_EXERCISE GOAL_
For the entries below, report every line that includes the word "sweater".

Records drawn from a dataset

▬▬▬▬▬▬▬▬▬▬

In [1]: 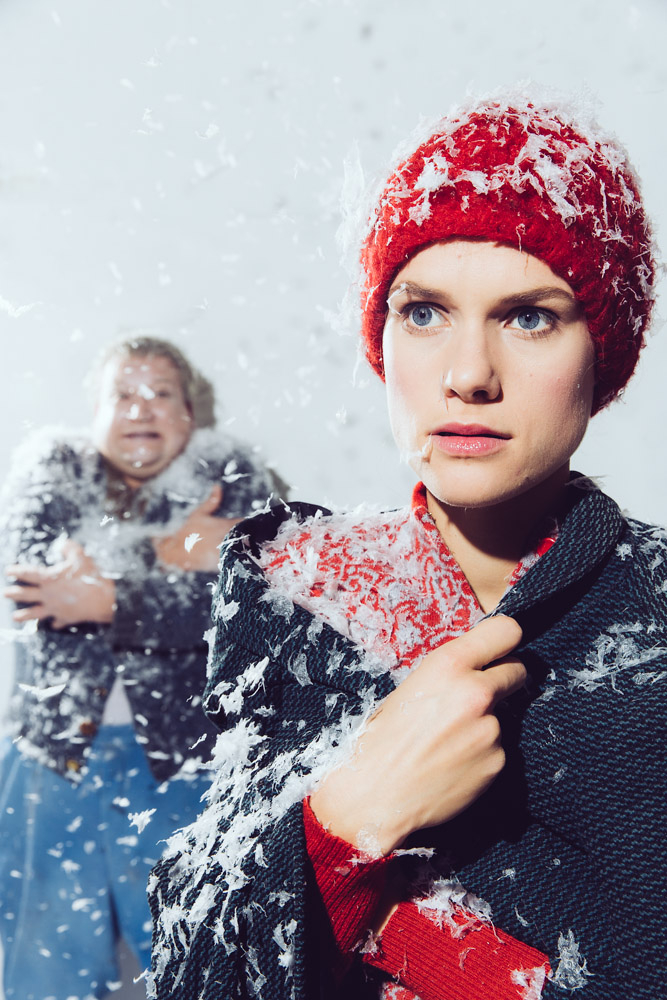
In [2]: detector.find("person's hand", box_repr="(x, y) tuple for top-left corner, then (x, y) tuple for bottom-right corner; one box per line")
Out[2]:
(309, 615), (525, 857)
(4, 539), (116, 629)
(153, 484), (240, 572)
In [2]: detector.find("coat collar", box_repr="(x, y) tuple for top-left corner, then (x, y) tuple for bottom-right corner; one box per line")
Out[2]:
(215, 477), (625, 702)
(233, 475), (624, 616)
(494, 475), (624, 631)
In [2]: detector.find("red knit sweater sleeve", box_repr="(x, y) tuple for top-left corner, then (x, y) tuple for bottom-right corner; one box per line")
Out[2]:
(303, 799), (551, 1000)
(302, 797), (392, 954)
(363, 902), (551, 1000)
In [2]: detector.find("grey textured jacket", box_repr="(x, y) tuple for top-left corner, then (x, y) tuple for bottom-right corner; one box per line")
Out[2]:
(0, 426), (277, 781)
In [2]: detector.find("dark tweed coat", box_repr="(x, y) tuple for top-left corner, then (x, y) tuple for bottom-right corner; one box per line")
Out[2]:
(148, 478), (667, 999)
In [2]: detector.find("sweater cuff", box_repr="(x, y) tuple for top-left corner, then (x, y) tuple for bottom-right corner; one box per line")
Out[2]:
(303, 797), (392, 954)
(363, 900), (551, 1000)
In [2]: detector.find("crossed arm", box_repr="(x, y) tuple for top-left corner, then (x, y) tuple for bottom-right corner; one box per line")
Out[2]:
(4, 485), (239, 629)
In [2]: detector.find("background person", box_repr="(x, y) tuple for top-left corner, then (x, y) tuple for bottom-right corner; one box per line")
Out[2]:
(147, 96), (665, 1000)
(0, 335), (280, 1000)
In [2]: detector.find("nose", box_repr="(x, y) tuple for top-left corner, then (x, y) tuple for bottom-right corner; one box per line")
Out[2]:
(441, 325), (501, 403)
(127, 396), (154, 421)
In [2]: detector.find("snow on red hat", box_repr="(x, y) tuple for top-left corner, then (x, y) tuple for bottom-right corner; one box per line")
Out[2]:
(359, 93), (656, 412)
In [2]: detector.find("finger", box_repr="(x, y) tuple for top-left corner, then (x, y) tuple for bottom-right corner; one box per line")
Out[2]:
(5, 565), (49, 585)
(12, 605), (47, 623)
(443, 615), (523, 673)
(4, 584), (41, 602)
(482, 656), (527, 706)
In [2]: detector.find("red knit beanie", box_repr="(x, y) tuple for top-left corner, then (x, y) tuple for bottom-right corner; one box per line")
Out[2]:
(359, 94), (656, 413)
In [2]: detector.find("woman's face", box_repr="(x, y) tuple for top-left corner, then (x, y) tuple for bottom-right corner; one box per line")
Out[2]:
(91, 352), (193, 487)
(382, 240), (595, 512)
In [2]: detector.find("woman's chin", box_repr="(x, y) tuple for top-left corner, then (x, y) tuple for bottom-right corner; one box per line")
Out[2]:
(422, 464), (570, 518)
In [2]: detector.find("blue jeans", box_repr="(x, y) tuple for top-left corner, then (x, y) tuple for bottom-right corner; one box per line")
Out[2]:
(0, 726), (210, 1000)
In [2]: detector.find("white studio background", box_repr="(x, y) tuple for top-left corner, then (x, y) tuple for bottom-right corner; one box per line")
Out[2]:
(0, 0), (666, 996)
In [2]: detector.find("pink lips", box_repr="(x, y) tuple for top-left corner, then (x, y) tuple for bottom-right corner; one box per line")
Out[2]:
(432, 423), (510, 457)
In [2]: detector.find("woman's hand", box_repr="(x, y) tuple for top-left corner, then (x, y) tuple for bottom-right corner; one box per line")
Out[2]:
(153, 484), (240, 572)
(309, 615), (524, 857)
(5, 539), (116, 629)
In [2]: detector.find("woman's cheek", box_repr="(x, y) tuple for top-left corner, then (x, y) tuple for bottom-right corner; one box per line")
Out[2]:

▬▬▬▬▬▬▬▬▬▬

_WORKED SOLUTION_
In [2]: detector.find("red knit sweater sleeve", box_repr="(x, y) tuple for top-left corner, then (x, y) tuple for bottom-right corner; one box per line")
In [2]: detector.find("sweater cuff", box_repr="(x, y) tuple for top-left corner, then (x, y) tuple for bottom-right corner; one box per line")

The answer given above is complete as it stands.